## PAGE EXCERPT
◇ ◇ ◇ ◇ ◇ ◇ ◇
FDA advisories For instance, surgically-implanted defibrillators must be documented in a central national registry run by the American College of Cardiology. When the FDA issues advisories about potential mechanical problems or dangers in various implantable models, it's relatively easy to know where the defective units are, as well as to communicate with the hospital and surgeons that put them in. But what happens when the FDA must issue advisories about potentially defective AEDs whose malfunction could directly result in a life not being saved?
In 2006 Dr. Jignesh Shah of Beth Isreal Deconess Medical Center and Harvard Medical School and Dr. William Maisel, now chief scientist of the FDA's Center for Devices and Radiological Health, completed a study of AED advisories and published their findings in the Journal of the American Medical Association. They found 52 FDA advisories affecting 385,922 AED units and noted that "current advisory notification schemes arguably do not adequately inform the public" because there were so few records of where the AEDs were located or exactly who owned or oversaw them.
'Impossible to know' The authors went on to conclude "the inability to track devices and end users makes it impossible to know how many AED units were actually fixed or taken out of service during the study period because of these advisories... efforts should be directed at developing a reliable system to locate and repair potentially defective (AEDs) in a timely fashion."
That often-broken connection between AEDs installed in unknown locations and FDA safety advisories is only one part of the larger challenge of maintaining such devices in a fully-operation state over long periods of time.
What is believed to be the first academic study to assess the routine maintenance and long-term functionality of a typical cluster of public AEDs was published in the journal, Resuscitation, in 2009. University of Iowa investigators visited business, school and government building AED locations throughout Johnson County, Iowa. They wrote, "AEDS were frequently inaccessible and were noted to have depleted batteries and/or expired AED pads... Consistent maintenance protocols need to be implemented to insure that successful defibrillation is possible when a sudden cardiac arrest occurs."
◇ ◇ ◇ ◇ ◇ ◇ ◇
## DATA EXTRACTS
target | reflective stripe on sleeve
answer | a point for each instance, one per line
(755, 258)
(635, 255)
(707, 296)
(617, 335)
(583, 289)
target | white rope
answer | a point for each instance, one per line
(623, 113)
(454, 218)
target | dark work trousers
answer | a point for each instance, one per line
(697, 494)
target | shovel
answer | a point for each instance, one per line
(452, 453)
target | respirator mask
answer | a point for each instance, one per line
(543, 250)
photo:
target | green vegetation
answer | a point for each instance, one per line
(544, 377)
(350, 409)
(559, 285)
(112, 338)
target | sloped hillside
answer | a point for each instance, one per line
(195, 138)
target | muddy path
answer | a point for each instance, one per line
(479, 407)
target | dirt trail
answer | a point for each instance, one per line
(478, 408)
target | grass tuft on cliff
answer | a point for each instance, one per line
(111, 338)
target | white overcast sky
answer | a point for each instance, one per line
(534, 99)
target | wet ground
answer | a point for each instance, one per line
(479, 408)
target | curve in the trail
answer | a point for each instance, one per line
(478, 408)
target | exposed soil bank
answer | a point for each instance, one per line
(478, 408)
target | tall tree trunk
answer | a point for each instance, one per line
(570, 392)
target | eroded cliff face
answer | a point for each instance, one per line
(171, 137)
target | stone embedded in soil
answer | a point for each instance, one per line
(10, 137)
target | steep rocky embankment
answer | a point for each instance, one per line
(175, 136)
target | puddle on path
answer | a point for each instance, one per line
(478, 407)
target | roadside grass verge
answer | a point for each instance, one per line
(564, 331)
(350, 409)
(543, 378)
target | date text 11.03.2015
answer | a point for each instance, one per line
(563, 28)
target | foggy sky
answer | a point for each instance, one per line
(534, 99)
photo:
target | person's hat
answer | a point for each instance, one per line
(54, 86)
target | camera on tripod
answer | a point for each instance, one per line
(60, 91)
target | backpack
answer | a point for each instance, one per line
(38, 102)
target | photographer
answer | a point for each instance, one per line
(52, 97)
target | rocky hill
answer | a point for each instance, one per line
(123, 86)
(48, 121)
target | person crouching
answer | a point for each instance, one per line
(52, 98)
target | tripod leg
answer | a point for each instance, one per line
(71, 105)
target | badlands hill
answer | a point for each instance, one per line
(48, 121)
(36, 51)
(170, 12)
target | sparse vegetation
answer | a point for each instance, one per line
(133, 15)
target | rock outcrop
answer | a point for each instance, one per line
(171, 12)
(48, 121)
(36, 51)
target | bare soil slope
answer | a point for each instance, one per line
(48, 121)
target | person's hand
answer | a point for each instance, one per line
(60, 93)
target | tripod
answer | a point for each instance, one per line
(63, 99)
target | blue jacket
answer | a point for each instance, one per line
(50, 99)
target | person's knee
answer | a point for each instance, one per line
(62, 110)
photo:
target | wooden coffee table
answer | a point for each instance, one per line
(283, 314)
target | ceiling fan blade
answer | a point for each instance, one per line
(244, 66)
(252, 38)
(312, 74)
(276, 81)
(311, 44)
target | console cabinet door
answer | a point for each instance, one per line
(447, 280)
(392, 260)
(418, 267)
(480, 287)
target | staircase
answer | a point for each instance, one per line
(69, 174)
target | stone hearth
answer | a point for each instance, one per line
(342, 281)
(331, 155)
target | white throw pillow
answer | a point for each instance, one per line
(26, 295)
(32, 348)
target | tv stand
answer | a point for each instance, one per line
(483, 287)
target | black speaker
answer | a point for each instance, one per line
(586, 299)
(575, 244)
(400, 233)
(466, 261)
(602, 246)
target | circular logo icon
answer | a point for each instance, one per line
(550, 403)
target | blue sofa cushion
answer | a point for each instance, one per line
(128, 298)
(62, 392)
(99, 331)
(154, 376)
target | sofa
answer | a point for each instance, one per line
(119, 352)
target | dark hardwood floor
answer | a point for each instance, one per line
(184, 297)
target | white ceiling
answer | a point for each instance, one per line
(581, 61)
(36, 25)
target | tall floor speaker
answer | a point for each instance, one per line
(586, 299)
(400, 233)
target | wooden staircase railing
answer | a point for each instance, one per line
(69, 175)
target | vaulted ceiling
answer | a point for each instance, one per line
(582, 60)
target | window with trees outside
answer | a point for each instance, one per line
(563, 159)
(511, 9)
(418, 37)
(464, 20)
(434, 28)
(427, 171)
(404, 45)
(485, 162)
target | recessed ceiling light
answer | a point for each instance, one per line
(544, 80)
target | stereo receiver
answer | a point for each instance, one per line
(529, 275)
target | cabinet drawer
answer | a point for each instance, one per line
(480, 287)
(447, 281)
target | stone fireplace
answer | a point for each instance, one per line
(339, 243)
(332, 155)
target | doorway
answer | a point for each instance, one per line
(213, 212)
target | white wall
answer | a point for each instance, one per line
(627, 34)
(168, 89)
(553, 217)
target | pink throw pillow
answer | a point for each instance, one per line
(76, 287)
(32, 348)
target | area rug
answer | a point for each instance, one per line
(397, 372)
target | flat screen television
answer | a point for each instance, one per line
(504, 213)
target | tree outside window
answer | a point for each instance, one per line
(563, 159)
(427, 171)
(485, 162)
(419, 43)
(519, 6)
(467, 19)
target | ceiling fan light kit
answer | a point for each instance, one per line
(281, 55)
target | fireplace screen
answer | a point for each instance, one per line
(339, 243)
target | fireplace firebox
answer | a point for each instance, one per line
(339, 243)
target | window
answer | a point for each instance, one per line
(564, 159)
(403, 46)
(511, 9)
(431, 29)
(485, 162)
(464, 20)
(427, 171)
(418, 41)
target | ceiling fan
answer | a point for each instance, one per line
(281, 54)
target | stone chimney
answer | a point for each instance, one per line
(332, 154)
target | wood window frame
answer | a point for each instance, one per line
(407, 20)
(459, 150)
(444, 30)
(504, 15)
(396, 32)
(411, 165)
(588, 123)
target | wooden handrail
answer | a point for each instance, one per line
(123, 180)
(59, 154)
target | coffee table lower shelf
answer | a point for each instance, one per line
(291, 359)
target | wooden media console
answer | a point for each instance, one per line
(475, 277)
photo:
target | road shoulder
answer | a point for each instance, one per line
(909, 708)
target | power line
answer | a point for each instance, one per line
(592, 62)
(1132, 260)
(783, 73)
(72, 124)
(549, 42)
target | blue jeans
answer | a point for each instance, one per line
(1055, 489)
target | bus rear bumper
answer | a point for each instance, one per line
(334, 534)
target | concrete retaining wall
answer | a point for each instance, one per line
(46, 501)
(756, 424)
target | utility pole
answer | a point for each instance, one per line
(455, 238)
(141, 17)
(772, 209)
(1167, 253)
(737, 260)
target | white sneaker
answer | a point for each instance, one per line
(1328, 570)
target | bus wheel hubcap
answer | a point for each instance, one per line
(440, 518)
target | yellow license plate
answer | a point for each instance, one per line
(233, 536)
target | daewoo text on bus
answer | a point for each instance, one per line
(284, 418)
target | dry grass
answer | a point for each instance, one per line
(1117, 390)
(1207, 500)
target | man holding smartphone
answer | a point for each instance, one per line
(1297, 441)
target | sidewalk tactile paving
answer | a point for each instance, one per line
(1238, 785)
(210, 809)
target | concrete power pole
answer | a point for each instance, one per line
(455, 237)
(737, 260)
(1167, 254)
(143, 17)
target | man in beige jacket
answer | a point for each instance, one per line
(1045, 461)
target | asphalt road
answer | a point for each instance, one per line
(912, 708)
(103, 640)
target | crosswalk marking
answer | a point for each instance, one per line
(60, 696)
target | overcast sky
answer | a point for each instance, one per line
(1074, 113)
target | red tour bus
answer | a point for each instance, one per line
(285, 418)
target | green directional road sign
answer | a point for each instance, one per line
◇ ◇ ◇ ◇ ◇ ◇ ◇
## EXERCISE INSTRUCTIONS
A. Rewrite the AED passage from "In 2006 Dr." up to and including "or oversaw them.", replacing "Journal of the American Medical Association" with "JAMA".
B. Continue the AED passage from its final sentence.
The records have no connection to the AED passage.

## ANSWERS BY TASK
A.
In 2006 Dr. Jignesh Shah of Beth Isreal Deconess Medical Center and Harvard Medical School and Dr. William Maisel, now chief scientist of the FDA's Center for Devices and Radiological Health, completed a study of AED advisories and published their findings in the JAMA. They found 52 FDA advisories affecting 385,922 AED units and noted that "current advisory notification schemes arguably do not adequately inform the public" because there were so few records of where the AEDs were located or exactly who owned or oversaw them.

B.
AEDs malfunctioned, patients died A few months ago a team of researchers led by Dr. Lawrence Deluca of the University of Arizona's Emergency Medicine Research Center published the result of their study of FDA AED adverse event reports in the Annals of Emergency Medicine. They analyzed 1,150 instances in which an AED failed to operate properly and the sudden cardiac arrest victim being treated died. The authors wrote that "data on device maintenance ...were frequently absent" and that "underreporting, inadequate tools for analysis, and lack of structured data collection" thwarted efforts to determine the cause of many AED failures in fatal adverse events.
In its latest External Defibrillator Improvement Initiative Paper, the FDA emphasizes the importance of enhancing the safety and effectiveness of AEDs as well as the manual defibrillators used by emergency response teams. It notes, "Over the past five years we have seen persistent safety problems with all types of external defibrillators, across all manufacturers of these devices. From Jan. 1, 2005 to July 10, 2010, there were 68 recalls, exhibiting an increase from nine in 2005 to 17 in 2009, the last complete year for which data are available. During this period, the FDA received more than 28,000 medical device reports (MDRs), which also exhibited an increase from 4,210 in 2005 to 7,807 in 2009."